* **Challenge 1**
In the account of moving Dad into a nursing home, what condition did the nursing home set for letting him in earlier?

We choose A. As soon as I could stop crying, I had to get to a point where I could focus with the migraine I had. I checked with the nursing home we selected to see if it was possible to get in earlier, and being the wonderful, compassionate people they are, the answer was YES, with the condition of having doctor's orders.

I had left a message with the nursing station in Dad's unit for the doctor to call me and also left messages at his office. The Social Worker promised me she would "do everything in her power" to get him transferred before Father's Day.

Today I spoke with Dad's nurse and explained I never got a chance to ask Dad's doctor to discharge him early, because he never called me back. I asked the nurse to call the Social Worker and have her call the doctor on call for his regular doctor who is off this weekend. I explained how we want to celebrate with Dad and his grand kids at the new place on Father's Day. We don't want to celebrate in that snake pit!! We can't bring the grand kids in there!

* **Challenge 2**
In the records, start at the line that contains "Q: Point out every instance of the grassy" and end with the line that contains "x=457 y=319". Write out those lines as a numbered list, skipping any blank lines.

* **Extracted information**
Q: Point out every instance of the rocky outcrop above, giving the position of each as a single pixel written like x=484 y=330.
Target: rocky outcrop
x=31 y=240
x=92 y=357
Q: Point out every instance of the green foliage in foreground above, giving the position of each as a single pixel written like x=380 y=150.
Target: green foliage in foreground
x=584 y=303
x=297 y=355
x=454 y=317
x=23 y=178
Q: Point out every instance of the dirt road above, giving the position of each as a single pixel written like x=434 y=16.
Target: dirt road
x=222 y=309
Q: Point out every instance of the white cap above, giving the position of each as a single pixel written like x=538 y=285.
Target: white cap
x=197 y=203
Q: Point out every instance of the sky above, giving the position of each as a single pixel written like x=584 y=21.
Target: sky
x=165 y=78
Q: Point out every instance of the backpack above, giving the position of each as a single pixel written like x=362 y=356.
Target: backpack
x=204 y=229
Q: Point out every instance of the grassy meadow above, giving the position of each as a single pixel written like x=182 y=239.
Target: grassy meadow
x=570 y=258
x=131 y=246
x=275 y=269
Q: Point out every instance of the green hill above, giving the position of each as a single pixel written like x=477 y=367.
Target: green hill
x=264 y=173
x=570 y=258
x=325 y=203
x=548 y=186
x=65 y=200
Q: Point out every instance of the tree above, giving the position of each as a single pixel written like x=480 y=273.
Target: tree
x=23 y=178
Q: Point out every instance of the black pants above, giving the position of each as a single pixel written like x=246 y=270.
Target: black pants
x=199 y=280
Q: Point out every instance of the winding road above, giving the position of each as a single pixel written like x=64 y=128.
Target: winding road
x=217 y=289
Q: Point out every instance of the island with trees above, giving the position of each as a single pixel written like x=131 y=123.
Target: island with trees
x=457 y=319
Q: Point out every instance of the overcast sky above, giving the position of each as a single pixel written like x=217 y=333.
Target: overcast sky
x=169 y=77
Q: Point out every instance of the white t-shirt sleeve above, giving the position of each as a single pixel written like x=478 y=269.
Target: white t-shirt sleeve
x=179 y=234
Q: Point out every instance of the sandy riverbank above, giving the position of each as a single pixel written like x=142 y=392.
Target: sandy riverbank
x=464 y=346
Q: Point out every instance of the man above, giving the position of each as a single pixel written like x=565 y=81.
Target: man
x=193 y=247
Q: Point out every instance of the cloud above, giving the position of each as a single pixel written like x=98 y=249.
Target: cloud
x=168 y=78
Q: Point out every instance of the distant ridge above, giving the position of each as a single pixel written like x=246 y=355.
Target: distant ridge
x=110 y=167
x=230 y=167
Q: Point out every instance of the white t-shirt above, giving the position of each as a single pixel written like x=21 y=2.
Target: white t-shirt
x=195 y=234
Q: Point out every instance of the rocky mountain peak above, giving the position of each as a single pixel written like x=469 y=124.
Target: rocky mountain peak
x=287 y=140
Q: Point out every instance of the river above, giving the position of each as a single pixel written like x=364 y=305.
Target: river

* **Final answer 1**
He needed doctor's orders.

* **Final answer 2**
1. Q: Point out every instance of the grassy meadow above, giving the position of each as a single pixel written like x=182 y=239.
2. Target: grassy meadow
3. x=570 y=258
4. x=131 y=246
5. x=275 y=269
6. Q: Point out every instance of the green hill above, giving the position of each as a single pixel written like x=477 y=367.
7. Target: green hill
8. x=264 y=173
9. x=570 y=258
10. x=325 y=203
11. x=548 y=186
12. x=65 y=200
13. Q: Point out every instance of the tree above, giving the position of each as a single pixel written like x=480 y=273.
14. Target: tree
15. x=23 y=178
16. Q: Point out every instance of the black pants above, giving the position of each as a single pixel written like x=246 y=270.
17. Target: black pants
18. x=199 y=280
19. Q: Point out every instance of the winding road above, giving the position of each as a single pixel written like x=64 y=128.
20. Target: winding road
21. x=217 y=289
22. Q: Point out every instance of the island with trees above, giving the position of each as a single pixel written like x=131 y=123.
23. Target: island with trees
24. x=457 y=319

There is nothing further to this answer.